Two of the most heartfelt albums I've heard in quite a while make their gentle way to the column now on a calm April breeze. Not that singing romantically and tenderly is anything new to these two, but it's appreciated in a world of blazing belting, musical ranting and raving, and "American Idol"-ized wailing. Enter Michael Feinstein and Jane Monheit, each with a new album that takes a sweeter ride.


Telarc/ Concord Music Group

Due to the success of this new album as a whole, and the welcome explorations of its rarities, I'd want to shout hooray, but it's mostly such an intimate, hushed affair, that the "hooray" may be more appropriately sighed or whispered. Michael Feinstein's Change of Heart is not quite a change of pace, as he's always been Mr. Sincere Balladeer, though some of his recent work (especially in person) has showcased his exuberant, big-voiced performances and swinging with a band. This more low-key and reflective set turns the spotlight on the music of André Previn; and Previn himself very much shares that spotlight as pianist. The A-list veteran David Finck is the bassist as well as co-producer with the singer. Whether drenched in melancholia or flickering with somewhat tentative hope, Change of Heart comes across as a heart-to-heart communication between singer and accompanists and then performers to listener (or, if you will, sometimes a confession or plea to the loved one addressed in the lyric). Even when things have a bounce or sway, easy-going is the way they go.

Input for this task:
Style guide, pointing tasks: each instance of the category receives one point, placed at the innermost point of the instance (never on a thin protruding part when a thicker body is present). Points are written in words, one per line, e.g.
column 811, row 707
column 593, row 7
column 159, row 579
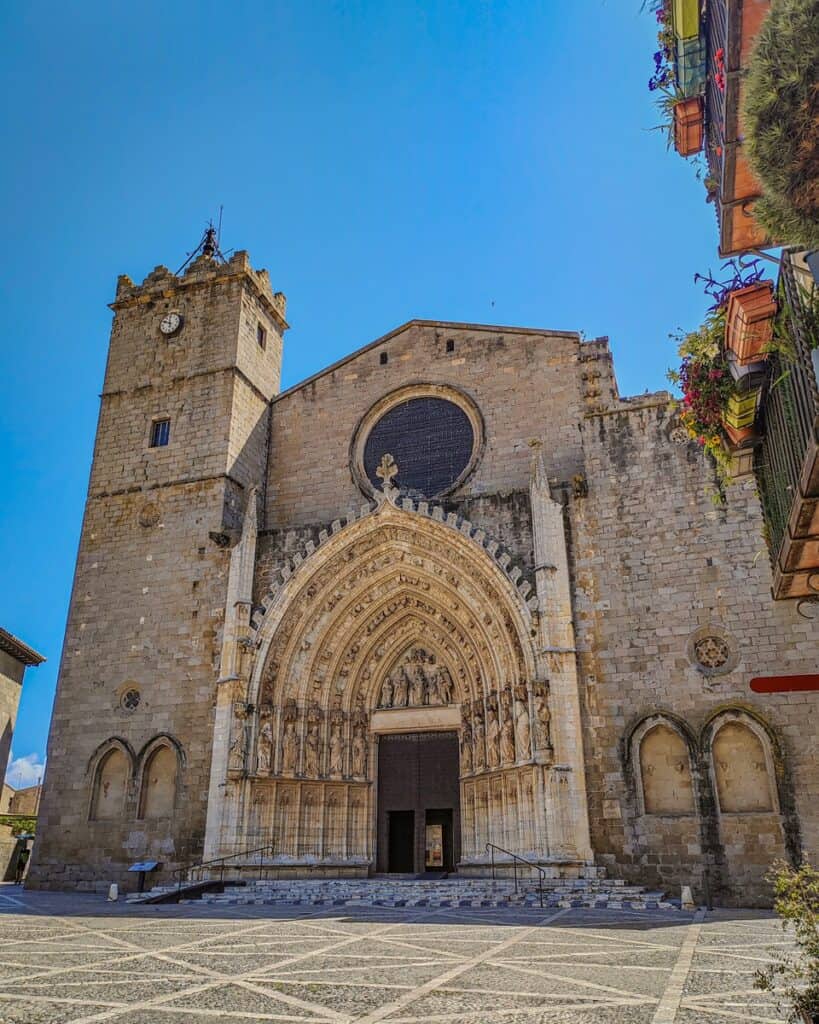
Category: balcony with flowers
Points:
column 749, row 382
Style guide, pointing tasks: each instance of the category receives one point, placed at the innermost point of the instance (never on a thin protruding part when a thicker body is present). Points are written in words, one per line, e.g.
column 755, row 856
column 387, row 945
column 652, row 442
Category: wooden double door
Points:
column 419, row 812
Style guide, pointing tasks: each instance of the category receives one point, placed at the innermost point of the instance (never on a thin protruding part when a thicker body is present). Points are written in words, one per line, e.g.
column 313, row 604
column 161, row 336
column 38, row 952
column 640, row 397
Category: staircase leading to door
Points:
column 389, row 892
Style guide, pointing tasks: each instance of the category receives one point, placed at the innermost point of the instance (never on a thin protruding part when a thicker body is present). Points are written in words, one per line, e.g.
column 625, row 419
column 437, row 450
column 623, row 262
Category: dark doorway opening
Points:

Directive A: Copy the lines of the records from the start through the line containing "column 419, row 812", omitting the pictures.
Directive B: Continue the album review from its last sentence.
The review and the records are unrelated material.

Response A:
Style guide, pointing tasks: each instance of the category receives one point, placed at the innermost point of the instance (never on a thin protruding part when a thicker body is present). Points are written in words, one per line, e.g.
column 811, row 707
column 593, row 7
column 159, row 579
Category: balcony with flowers
Points:
column 749, row 382
Style guide, pointing tasks: each instance of the category receives one point, placed at the innermost point of the instance (never on a thin protruding part when a thicker body is present). Points are written in words, one per line, e.g.
column 755, row 856
column 387, row 945
column 652, row 442
Category: wooden double door
Points:
column 419, row 812

Response B:
Over the years, Michael has made albums of songwriters' catalogues and had the veterans play piano—and occasionally sing a bit. There was Jerry Herman and there were also those joining him late in life who are now gone, resulting in some fine Styne, Lane, Livingston (and Evans) collections and an especially felicitous one with Hugh Martin. Although Previn does not raise his voice in song, there's something very present and personal about his accompaniments, and he's the one among this impressive list who has had a major career as a pianist (in addition to his conducting). As one who's collected Previn's jazz piano/trio albums and other souvenirs of his work across the decades, I find it especially endearing and emotional to hear his loving, focused and understated playing at this point in time (he turned 84 earlier this month). And coming just a year after the death of his onetime wife and lyricist, Dory (Langdon) Previn, it feels that much more emotional, as all but two of the 13 numbers heard have her words.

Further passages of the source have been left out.